_Problem_. Please set down the whole listing again, precisely.

<<<<

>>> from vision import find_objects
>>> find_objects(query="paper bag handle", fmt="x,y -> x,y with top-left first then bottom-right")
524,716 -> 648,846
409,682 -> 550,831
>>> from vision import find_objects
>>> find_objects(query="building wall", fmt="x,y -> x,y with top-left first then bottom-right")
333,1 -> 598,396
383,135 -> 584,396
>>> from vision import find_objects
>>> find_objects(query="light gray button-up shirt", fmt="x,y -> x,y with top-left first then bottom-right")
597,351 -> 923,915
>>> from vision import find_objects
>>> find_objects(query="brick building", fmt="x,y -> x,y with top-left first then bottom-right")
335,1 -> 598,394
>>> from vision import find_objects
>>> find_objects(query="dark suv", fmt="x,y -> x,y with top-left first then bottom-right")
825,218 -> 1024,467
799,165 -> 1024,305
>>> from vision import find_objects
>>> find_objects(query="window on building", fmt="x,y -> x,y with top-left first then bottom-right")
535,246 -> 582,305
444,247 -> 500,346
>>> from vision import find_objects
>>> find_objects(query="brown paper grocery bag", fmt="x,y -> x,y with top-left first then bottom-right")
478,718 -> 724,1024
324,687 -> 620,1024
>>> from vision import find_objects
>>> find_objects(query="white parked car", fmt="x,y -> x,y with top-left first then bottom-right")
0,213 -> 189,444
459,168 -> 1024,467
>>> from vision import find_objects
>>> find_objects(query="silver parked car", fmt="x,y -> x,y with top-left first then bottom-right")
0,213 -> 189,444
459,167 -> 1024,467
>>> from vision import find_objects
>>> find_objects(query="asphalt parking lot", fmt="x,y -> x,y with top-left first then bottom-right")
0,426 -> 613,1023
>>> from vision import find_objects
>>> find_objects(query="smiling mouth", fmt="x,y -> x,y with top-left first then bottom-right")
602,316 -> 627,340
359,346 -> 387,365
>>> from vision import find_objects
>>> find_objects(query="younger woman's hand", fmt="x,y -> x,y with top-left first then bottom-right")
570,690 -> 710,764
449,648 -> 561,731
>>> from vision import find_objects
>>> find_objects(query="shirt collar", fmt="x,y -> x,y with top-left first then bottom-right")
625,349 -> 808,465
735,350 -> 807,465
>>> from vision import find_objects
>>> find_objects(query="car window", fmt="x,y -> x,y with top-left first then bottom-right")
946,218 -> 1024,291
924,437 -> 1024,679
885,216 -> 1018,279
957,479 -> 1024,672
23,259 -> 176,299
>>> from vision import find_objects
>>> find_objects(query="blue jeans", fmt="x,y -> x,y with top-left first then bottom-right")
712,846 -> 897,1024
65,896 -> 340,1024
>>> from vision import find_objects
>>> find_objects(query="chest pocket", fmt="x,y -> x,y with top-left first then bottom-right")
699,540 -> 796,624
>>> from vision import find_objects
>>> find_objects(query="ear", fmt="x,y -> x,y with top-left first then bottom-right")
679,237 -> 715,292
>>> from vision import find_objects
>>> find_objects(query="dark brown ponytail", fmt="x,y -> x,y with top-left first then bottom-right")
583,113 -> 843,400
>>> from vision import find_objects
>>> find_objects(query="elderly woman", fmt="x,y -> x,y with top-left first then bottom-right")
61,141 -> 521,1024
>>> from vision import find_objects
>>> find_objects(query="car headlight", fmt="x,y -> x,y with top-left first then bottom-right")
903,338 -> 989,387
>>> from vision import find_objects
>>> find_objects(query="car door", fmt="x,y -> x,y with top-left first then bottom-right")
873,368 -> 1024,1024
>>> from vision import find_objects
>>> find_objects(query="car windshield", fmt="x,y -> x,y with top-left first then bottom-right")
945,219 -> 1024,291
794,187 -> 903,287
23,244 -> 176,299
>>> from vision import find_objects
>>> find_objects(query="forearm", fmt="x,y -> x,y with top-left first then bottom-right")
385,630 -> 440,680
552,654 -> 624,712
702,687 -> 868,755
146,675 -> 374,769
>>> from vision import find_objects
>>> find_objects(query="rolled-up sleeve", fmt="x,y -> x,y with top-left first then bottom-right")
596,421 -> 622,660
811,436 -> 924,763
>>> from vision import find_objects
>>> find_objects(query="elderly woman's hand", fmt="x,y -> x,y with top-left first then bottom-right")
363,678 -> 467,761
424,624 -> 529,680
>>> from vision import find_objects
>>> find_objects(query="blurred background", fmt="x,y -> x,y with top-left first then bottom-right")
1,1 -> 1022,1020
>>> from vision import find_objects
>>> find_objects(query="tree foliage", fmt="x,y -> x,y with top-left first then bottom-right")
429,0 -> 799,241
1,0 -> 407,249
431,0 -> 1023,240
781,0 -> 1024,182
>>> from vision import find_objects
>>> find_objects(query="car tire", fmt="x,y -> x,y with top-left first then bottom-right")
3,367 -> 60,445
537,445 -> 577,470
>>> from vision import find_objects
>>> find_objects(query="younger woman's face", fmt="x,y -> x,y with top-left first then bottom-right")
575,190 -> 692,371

>>>>

_Response to the task_.
>>> from vision import find_objects
>>> find_objects(query="paper bag handle", fmt="x,y -> x,y with top-left first then bottom-right")
524,716 -> 648,846
409,682 -> 550,831
>>> from vision import find_objects
>>> find_objects(query="building wall", fmt="x,y -> x,y with top-left first then bottom-right")
333,1 -> 598,396
383,135 -> 584,396
>>> from vision import find_objects
>>> find_objects(query="light gray button-up shirt", fmt="x,y -> x,y with top-left first then bottom-right")
597,351 -> 923,915
>>> from vision import find_objects
>>> find_objects(query="brick building", fmt="x,y -> x,y with top-left first then bottom-right")
335,1 -> 598,394
>>> from vision import find_objects
>>> find_objects(query="dark suv", fmt="x,y -> x,y with top-left first then bottom-right")
825,218 -> 1024,467
799,165 -> 1024,305
>>> from vision import find_objects
>>> find_objects(query="window on building", fmt="x,y -> x,y with top-left first then bottom-right")
535,246 -> 582,305
444,247 -> 500,346
>>> from vision import find_objects
>>> find_objects(query="brown paper grocery bag", fmt="x,y -> x,y with top-left first then bottom-right")
478,718 -> 724,1024
324,687 -> 620,1024
>>> from vision import find_objects
>>> find_objects(query="white parked car", fmt="x,y -> x,y with top-left first then bottom-right")
0,213 -> 189,444
459,168 -> 1024,467
>>> from vision import find_objects
>>> find_objects(query="silver parked car", fmt="x,y -> x,y with top-left first then bottom-right")
0,213 -> 189,444
459,167 -> 1024,467
>>> from vision import find_objects
>>> find_objects(query="asphalt parking lot", fmt="x,y -> x,y with top-left first then bottom-right")
0,426 -> 613,1023
>>> from vision import find_objects
>>> find_objects(query="smiling mouth", fmt="x,y -> x,y with top-left first then bottom-right")
602,316 -> 627,340
359,346 -> 387,365
>>> from vision import find_objects
>>> find_objects(query="younger woman's hand", fmt="x,y -> x,y with top-left first then bottom-right")
570,690 -> 710,764
449,648 -> 561,731
>>> from vision import find_objects
>>> find_objects(query="shirt collar", fmt="x,y -> x,y with top-left first then bottom-right")
625,349 -> 808,465
735,350 -> 807,465
>>> from vision import find_objects
>>> find_objects(query="car window", fmt="x,y -> x,y with top-left first then bottom-right")
946,218 -> 1024,291
924,437 -> 1024,679
885,216 -> 1018,279
957,479 -> 1024,672
23,259 -> 176,299
>>> from vision import find_objects
>>> find_objects(query="blue jeans", fmt="x,y -> x,y with top-left first then bottom-right")
712,846 -> 897,1024
65,896 -> 340,1024
>>> from vision import find_objects
>>> find_objects(query="chest pocket", fmt="x,y -> x,y with top-left first then bottom-right")
699,540 -> 796,624
>>> from vision import find_objects
>>> find_objects(query="ear", fmt="x,y -> x,y with top-left first then bottom-right")
679,237 -> 715,292
>>> from vision import find_objects
>>> find_objects(query="dark brown ponytail", fmt="x,y -> x,y with top-left first then bottom-right")
583,113 -> 843,400
>>> from vision import find_objects
>>> find_objects(query="elderly woman", fmt="x,y -> x,y with top-left first then bottom-right")
61,141 -> 521,1024
>>> from vision import find_objects
>>> find_objects(query="car headlight", fmt="x,y -> x,y with top-left first then bottom-right")
903,338 -> 989,387
>>> from vision import find_objects
>>> find_objects(query="car door", fmt="x,y -> x,y with top-left first then bottom-right")
873,368 -> 1024,1024
>>> from vision import find_objects
>>> find_objects(query="car windshield", fmt="x,y -> x,y with top-left first then bottom-right")
945,219 -> 1024,291
794,187 -> 903,287
23,244 -> 176,299
>>> from vision import find_objects
>>> find_objects(query="forearm", fmt="x,y -> x,y with top-left first then bottom-right")
385,630 -> 440,680
552,654 -> 624,712
702,687 -> 868,755
146,675 -> 374,769
>>> from vision import find_objects
>>> find_objects(query="rolled-up sleeve", fmt="x,y -> x,y with top-left first then bottom-right")
596,421 -> 622,660
811,436 -> 924,763
>>> from vision import find_objects
>>> find_objects(query="elderly woman's hand", fmt="x,y -> x,y with top-left first then bottom-right")
363,678 -> 467,761
424,624 -> 529,680
>>> from vision import find_objects
>>> find_objects(query="blurred background", fmt="x,y -> x,y with top-left first then bottom-right")
1,1 -> 1022,1020
>>> from vision import find_objects
>>> find_objects(query="tree foliage", fmt="x,y -> x,y with top-left first then bottom-right")
429,0 -> 799,241
1,0 -> 407,249
431,0 -> 1023,240
781,0 -> 1024,182
>>> from vision import find_objects
>>> find_objects(query="car tire", fmt="x,y -> x,y with top-left first then bottom-right")
3,367 -> 60,445
537,445 -> 577,470
>>> from vision import find_objects
>>> find_objects(query="younger woman's face", fmt="x,y -> x,y with top-left first then bottom-right")
575,190 -> 692,371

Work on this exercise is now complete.